**Given request 1:** Repeat the flounder behavior thread word for word, from "little off topic" up to and including "(Feb 13, 2008)".
**Given request 2:** Pick up the forum thread on flounder behavior after its final sentence and carry it forward.

# flounder behavior



## jvalhenson (May 14, 2008)

little off topic with this since its not actually gigging and isnt along the gulf coast so they are calling them fluke instead of flounder....but it is pretty interesting just watching the general behavior of the flatfish....I would however be pretty depressed that that many fish where nosing my bait and not eating it


----------



## JD7.62 (Feb 13, 2008)

Ive seen that video, AMAZING. I believe flounder are much more active preds then we give them credit for as this video clearly shows. 

Over the winter I had a flounder on and while reeling him up from 75ft down he had another flounder following him all the way up to the surface!


----------



## WhackUmStackUm (Jan 31, 2010)

Crazy! 

*Two words:* Pole Spear


----------



## BlackJeep (Jun 13, 2010)

That's good stuff. I agree that Flounder are more aggressive than most of us think.

**Data provided:**
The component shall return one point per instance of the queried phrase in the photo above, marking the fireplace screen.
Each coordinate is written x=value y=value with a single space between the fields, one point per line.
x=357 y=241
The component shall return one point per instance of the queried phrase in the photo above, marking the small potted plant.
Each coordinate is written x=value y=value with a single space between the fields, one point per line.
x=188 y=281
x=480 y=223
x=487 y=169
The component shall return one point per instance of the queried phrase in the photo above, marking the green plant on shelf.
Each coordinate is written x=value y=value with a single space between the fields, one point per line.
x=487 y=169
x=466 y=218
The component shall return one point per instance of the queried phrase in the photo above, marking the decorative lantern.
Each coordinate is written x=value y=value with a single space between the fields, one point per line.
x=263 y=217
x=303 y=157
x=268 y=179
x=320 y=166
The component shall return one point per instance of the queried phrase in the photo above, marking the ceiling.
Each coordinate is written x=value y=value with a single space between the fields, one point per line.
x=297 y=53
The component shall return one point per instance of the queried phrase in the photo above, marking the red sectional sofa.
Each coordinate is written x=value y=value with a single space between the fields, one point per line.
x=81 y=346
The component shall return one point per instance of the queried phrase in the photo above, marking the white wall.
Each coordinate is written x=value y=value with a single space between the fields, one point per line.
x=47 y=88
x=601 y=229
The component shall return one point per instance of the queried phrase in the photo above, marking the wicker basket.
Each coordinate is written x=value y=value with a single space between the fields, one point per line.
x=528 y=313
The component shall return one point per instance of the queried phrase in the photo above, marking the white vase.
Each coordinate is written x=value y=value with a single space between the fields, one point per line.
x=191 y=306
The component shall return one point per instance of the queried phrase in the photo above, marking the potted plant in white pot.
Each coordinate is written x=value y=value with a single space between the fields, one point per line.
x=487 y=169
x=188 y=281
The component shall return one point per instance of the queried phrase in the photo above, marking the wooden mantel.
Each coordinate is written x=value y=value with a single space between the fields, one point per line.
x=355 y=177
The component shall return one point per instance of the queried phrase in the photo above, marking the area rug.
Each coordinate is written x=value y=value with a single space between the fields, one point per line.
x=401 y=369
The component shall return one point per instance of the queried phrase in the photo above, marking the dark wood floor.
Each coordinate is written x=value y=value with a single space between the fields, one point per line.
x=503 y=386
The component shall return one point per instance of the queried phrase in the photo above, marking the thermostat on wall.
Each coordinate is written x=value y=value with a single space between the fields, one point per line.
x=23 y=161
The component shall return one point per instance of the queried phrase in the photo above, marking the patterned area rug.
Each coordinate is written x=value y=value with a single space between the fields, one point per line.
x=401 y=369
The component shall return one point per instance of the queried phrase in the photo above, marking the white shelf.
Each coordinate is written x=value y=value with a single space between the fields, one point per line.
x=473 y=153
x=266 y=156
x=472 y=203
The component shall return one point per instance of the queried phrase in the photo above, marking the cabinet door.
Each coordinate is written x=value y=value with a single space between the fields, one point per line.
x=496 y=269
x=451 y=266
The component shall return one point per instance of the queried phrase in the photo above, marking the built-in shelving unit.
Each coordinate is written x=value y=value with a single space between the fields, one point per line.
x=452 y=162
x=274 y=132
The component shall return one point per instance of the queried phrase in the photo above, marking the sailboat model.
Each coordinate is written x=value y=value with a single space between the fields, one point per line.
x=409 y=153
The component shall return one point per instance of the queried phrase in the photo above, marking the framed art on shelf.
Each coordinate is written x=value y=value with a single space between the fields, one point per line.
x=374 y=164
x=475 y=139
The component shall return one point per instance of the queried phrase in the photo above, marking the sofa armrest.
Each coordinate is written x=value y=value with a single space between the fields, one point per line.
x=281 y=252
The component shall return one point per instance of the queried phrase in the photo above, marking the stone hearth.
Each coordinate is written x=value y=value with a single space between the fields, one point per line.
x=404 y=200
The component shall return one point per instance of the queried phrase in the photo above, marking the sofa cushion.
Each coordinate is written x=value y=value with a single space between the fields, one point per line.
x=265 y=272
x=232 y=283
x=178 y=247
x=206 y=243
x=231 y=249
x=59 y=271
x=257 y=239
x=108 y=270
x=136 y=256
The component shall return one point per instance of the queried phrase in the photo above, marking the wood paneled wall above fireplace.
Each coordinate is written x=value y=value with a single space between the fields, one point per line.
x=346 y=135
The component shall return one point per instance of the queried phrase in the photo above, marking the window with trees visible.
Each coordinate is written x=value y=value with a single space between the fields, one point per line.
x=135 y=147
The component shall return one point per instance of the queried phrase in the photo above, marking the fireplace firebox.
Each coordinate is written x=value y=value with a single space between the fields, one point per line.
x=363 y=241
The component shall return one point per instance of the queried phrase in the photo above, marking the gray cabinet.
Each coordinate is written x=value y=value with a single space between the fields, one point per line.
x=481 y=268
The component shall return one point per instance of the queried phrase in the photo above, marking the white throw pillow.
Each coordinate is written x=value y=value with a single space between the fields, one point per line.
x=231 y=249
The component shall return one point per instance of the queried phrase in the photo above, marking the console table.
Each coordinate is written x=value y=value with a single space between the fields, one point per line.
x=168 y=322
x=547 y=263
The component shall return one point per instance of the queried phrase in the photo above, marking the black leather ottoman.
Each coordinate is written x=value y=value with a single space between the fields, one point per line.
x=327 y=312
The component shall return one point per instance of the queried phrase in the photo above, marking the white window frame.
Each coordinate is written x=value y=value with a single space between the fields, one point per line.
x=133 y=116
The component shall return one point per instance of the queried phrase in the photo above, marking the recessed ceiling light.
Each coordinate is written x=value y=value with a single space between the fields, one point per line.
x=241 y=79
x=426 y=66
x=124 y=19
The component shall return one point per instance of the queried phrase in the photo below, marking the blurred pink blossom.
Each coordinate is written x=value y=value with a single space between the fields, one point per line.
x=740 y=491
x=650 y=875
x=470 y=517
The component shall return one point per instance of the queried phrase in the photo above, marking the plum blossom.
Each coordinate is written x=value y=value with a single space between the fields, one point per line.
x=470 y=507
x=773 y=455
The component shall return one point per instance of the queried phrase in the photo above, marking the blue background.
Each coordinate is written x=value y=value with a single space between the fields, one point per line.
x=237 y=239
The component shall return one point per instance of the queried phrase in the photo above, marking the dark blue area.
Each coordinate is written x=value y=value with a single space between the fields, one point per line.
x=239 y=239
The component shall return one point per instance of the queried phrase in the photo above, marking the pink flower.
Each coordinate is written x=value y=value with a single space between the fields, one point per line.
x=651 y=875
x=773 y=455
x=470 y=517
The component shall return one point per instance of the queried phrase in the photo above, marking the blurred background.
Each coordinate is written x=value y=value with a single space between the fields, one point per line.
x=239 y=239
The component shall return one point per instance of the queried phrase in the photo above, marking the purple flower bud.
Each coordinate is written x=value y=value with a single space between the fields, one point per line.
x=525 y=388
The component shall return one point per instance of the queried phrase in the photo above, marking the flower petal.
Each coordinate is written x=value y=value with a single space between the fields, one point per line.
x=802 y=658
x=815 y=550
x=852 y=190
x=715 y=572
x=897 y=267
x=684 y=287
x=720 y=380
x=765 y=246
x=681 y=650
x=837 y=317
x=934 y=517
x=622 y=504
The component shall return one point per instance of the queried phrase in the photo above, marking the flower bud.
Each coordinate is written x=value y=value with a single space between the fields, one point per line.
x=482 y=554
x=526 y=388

**Output 1:**
little off topic with this since its not actually gigging and isnt along the gulf coast so they are calling them fluke instead of flounder....but it is pretty interesting just watching the general behavior of the flatfish....I would however be pretty depressed that that many fish where nosing my bait and not eating it


----------



## JD7.62 (Feb 13, 2008)

**Output 2:**
Makes me want to drop a GoPro down to see what's going on on some spots, though somebody we know (BBarton) lost their camera to a shark doing that.


----------



## LUNDY (Aug 23, 2012)

BlackJeep said:


> That's good stuff. I agree that Flounder are more aggressive than most of us think.
> 
> Makes me want to drop a GoPro down to see what's going on on some spots, though somebody we know (BBarton) lost their camera to a shark doing that.


Well he goes thru gopro's like its nothing lets talk him into dropping his new one down.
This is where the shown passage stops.